Restate the listing below exactly, images excluded.

========

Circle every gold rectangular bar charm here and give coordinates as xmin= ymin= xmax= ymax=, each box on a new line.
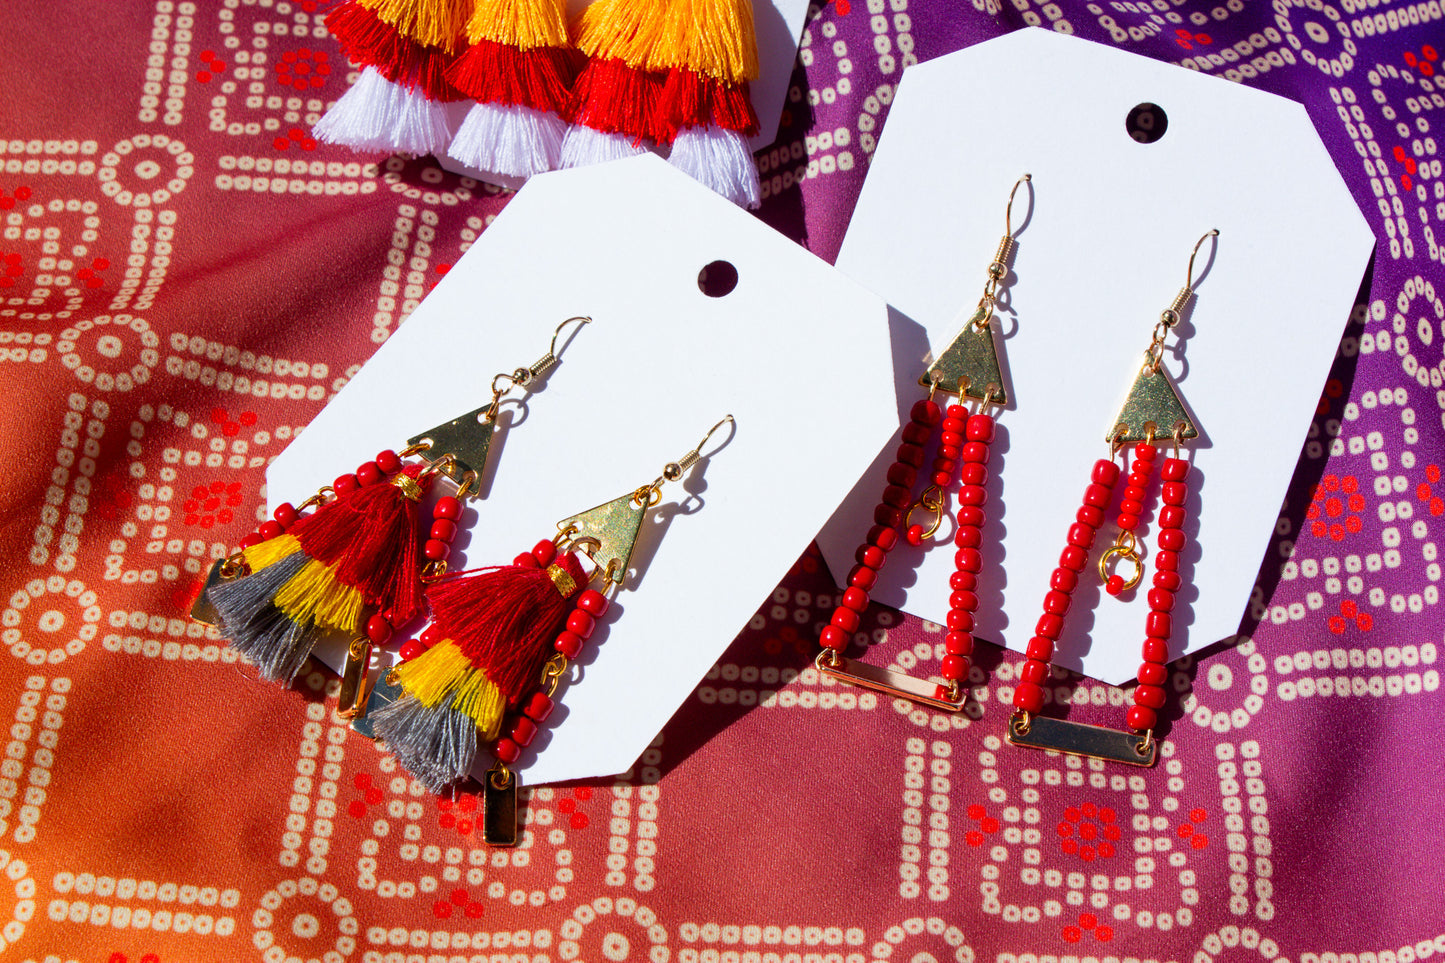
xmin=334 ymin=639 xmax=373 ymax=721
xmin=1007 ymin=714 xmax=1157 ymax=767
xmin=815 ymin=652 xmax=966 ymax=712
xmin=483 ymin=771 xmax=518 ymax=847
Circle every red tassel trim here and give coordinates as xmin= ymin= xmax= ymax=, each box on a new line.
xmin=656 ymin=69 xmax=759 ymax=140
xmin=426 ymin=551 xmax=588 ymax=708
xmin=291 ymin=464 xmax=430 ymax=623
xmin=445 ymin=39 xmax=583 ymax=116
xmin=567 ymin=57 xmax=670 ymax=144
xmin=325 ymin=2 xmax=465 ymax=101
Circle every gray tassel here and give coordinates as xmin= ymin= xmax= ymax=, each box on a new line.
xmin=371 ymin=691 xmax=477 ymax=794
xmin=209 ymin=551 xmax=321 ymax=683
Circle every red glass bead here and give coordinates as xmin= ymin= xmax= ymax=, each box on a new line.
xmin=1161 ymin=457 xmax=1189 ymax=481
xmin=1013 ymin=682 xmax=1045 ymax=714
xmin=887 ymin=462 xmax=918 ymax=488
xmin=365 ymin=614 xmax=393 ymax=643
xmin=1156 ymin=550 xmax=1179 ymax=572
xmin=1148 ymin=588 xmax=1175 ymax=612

========

> [Written response]:
Circle every gold rectangular bar charm here and give coordinates as xmin= ymin= xmax= ymax=, each box on a new line.
xmin=334 ymin=639 xmax=373 ymax=721
xmin=1007 ymin=714 xmax=1157 ymax=767
xmin=815 ymin=652 xmax=966 ymax=712
xmin=483 ymin=771 xmax=518 ymax=847
Circle every red tassel trim here and give coordinates as xmin= ymin= xmax= ymax=, each box on a new line.
xmin=656 ymin=69 xmax=759 ymax=140
xmin=426 ymin=551 xmax=588 ymax=708
xmin=291 ymin=464 xmax=430 ymax=623
xmin=445 ymin=39 xmax=583 ymax=116
xmin=567 ymin=57 xmax=670 ymax=144
xmin=325 ymin=2 xmax=465 ymax=101
Circle every gray tassel here and give coordinates as xmin= ymin= xmax= ymax=, each box on a new line.
xmin=371 ymin=691 xmax=477 ymax=794
xmin=209 ymin=551 xmax=321 ymax=683
Circle every red glass bead here and give coordinates as xmin= ymin= xmax= ymax=, each box on a new line.
xmin=1161 ymin=457 xmax=1189 ymax=481
xmin=1013 ymin=682 xmax=1045 ymax=714
xmin=887 ymin=462 xmax=918 ymax=488
xmin=365 ymin=614 xmax=393 ymax=643
xmin=1156 ymin=550 xmax=1179 ymax=572
xmin=1148 ymin=588 xmax=1175 ymax=612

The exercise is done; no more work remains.